Détails de la tâche —
Poursuivez le texte sur le bilan du sélectionneur de rugby à partir de sa dernière phrase.

Texte source —
......
Certains d’entre vous seront sans doute étonnés. Quoi ? Le bilan du sélectionneur national avant même le premier match de la compétition ? C’est vrai, la tradition voudrait qu’on attende l’élimination de l’équipe, quelque part entre la fin des matches de poule et la finale… Ne dit-on pas, dans la vallée des gaves, que c’est au retour du bétail qu’on compte les bouses ?

Pas faux. Mais moi, tel un Alain Delon du rugby, je passe outre les conventions et la bienséance, j’attends pas … Tant que ça peut faire parler de moi, je me fiche des critiques, des jaloux et des ingrats. Et puis, comme disait l’ami Fritz dans les Tontons flingueurs, « la bafe du krapeau n’embêche pas la karafane de basser ».

Ou, pour paraphraser le style inimitable de papy Villegueux, intermittent du Merdol et permanent des explications incompréhensibles: « en rugby, la performance s’inscrit dans un rapport de force continu, à la fois individuel et collectif. L’analyse de cette performance ne saurait reposer uniquement sur des observations empiriques conjoncturelles, c’est-à-dire liées à la phénoménologie particulière des aptitudes physiques, techniques ou tactiques déployées à l’occasion d’une compétition quadriennale».

Pour ceux qui n’auraient rien compris aux élucubrations de ce grand Gana du rugby français, il veut dire tout simplement que ça sèche peut-être une larme d’être bon une fois tous les quatre ans, mais c’est pas une excuse pour jouer comme des grosses merdes le reste du temps.  Un peu dur peut-être comme constat, mais au moins c’est franc et honnête.
......
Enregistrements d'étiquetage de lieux
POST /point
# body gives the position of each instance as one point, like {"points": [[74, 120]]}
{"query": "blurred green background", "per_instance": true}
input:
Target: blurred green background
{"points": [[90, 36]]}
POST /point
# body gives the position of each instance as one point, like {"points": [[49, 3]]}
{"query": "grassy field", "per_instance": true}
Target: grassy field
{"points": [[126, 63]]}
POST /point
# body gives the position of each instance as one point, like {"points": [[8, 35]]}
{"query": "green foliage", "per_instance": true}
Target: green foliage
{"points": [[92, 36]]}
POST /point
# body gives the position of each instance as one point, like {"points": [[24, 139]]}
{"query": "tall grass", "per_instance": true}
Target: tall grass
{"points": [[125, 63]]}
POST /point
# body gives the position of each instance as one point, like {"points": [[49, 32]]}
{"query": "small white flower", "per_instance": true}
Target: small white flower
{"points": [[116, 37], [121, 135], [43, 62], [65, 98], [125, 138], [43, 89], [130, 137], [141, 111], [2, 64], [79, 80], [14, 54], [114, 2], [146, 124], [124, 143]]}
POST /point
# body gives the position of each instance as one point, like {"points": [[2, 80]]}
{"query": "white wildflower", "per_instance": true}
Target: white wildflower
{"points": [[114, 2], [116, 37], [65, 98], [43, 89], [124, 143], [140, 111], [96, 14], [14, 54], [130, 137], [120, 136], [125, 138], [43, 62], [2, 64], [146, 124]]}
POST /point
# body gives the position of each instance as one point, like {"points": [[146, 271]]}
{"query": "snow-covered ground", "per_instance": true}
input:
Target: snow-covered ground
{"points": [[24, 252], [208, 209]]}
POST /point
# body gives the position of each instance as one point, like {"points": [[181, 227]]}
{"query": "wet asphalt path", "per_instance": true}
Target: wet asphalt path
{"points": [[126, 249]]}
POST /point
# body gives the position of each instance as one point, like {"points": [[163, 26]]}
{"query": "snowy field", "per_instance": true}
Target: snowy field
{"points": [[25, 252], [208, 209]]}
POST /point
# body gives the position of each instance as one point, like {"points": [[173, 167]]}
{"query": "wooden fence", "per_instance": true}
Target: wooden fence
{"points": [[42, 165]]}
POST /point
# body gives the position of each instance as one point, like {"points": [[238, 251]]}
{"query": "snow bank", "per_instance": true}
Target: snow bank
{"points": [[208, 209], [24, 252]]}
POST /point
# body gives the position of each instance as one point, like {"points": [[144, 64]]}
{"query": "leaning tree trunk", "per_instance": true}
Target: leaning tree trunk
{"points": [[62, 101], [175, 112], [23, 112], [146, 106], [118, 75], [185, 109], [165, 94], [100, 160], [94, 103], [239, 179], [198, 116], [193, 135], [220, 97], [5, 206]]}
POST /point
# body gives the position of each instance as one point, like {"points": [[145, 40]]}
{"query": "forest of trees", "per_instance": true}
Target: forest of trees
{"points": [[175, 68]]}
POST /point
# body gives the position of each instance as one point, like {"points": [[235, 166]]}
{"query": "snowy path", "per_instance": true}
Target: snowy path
......
Résultat produit —
Parce qu’il faut bien avouer qu’il y a une belle dose d’hypocrisie à dire qu’on va attendre la fin de la coupe du monde pour faire le bilan du travail accompli depuis quatre ans. Soyons clair, ça fait des semaines, sinon des mois que les faux-culs fourbissent leurs armes dans leurs salles de rédaction, ou leurs salles de conférence climatisées, en attendant de crucifier Marco, au cas où il se planterait en octobre. Ou alors, si d’aventure le Quinze de France faisait une belle perf, ils vont le couvrir d’éloges, en louant ses talents de visionnaire et de meneur d’hommes… Mais moi, je mange pas de ce pain-là. Je sais que j’avance en terrain miné, mais c’est aussi ça l’esprit rugby, faut oser, merde…

Alors, si on fait abstraction de la grand messe à venir, que retenir dès à présent des quatre années de l’ère Marco ? Assurément déjà, que la période 2007-2011 entrera dans les annales du rugby français comme une période de rupture… Rupture de style d’abord.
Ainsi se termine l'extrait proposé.